Shift every coordinate number under "Locations:" by adding -44 to it, and write out all lines of the rows below in full, including each line of wording. Leave out the pictures.

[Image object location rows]
━━━━━━━━━━━━━━━━

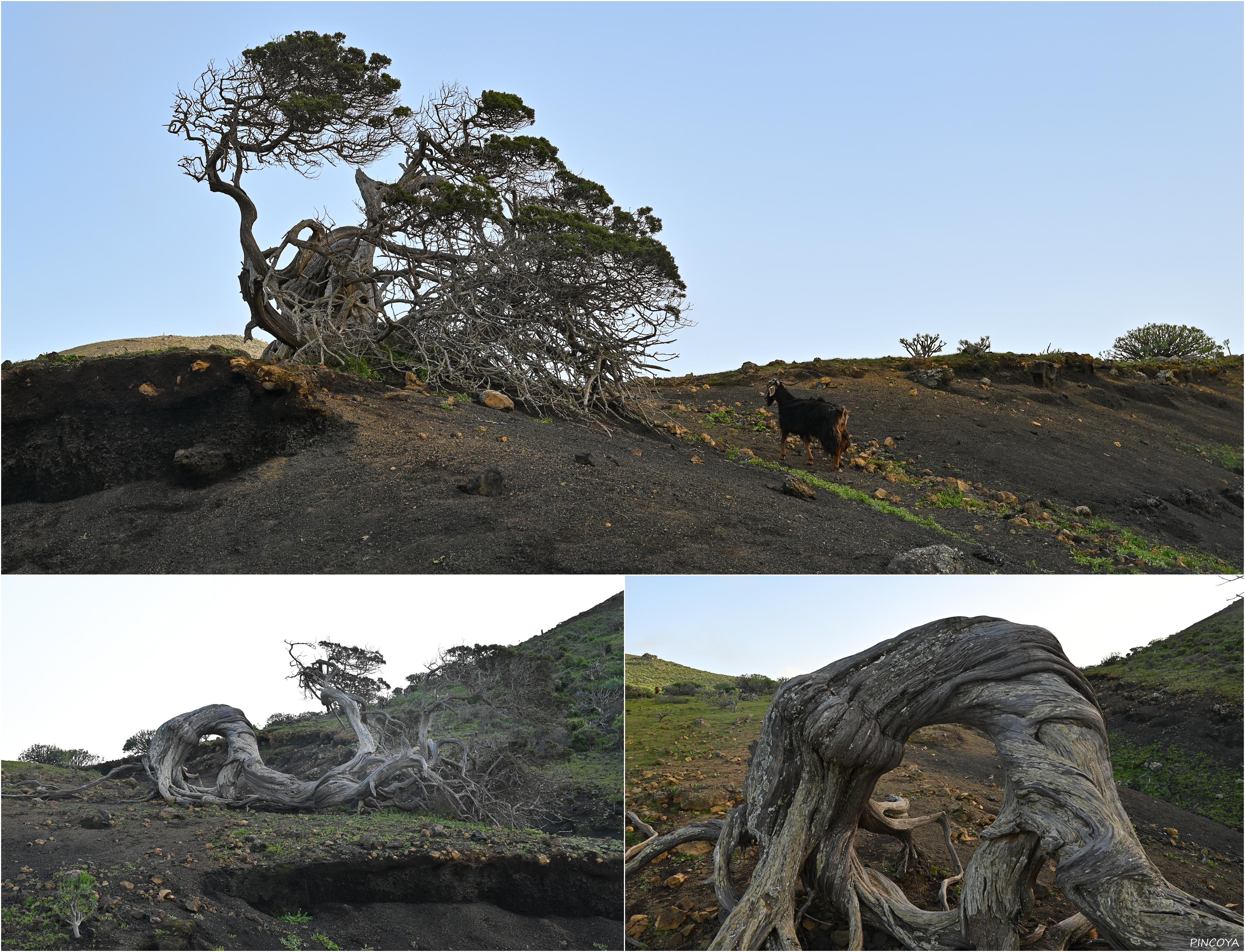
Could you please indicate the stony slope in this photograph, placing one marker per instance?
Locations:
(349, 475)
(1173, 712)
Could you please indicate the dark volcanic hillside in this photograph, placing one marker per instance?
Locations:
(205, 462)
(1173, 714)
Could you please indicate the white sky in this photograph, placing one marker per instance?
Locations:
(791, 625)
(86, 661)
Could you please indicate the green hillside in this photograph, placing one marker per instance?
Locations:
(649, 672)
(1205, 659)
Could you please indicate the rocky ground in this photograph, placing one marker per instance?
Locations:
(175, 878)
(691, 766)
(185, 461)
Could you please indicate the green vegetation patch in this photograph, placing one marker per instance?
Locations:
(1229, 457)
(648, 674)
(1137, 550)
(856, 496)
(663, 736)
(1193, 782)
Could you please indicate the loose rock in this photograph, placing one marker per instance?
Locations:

━━━━━━━━━━━━━━━━

■ **EXERCISE OUTPUT**
Could you please indicate the stony slope in this photograph, placing one marker per instance?
Locations:
(305, 431)
(1129, 668)
Could you please indicate the dark volcanic hillside in this photograph, placing one marker per instance?
Locations:
(161, 418)
(1129, 670)
Could you please indicate the white sky in this photograph, placing one marker per instance?
Locations:
(747, 581)
(42, 617)
Could you please indicate the green hillside in this photograph, placing one marker per instance?
Locations:
(605, 628)
(1161, 615)
Could you please indicate the rocky ground in this photograph, placing one marker per instance?
Locations:
(131, 834)
(647, 722)
(141, 417)
Could you please indicate the green vegetation patch in this photograph, placing one marker per instance?
Locations:
(1185, 413)
(604, 630)
(1093, 506)
(812, 452)
(619, 692)
(1149, 738)
Could you please indicate the loose rock in this photograph, placing one marker per instance?
Locations:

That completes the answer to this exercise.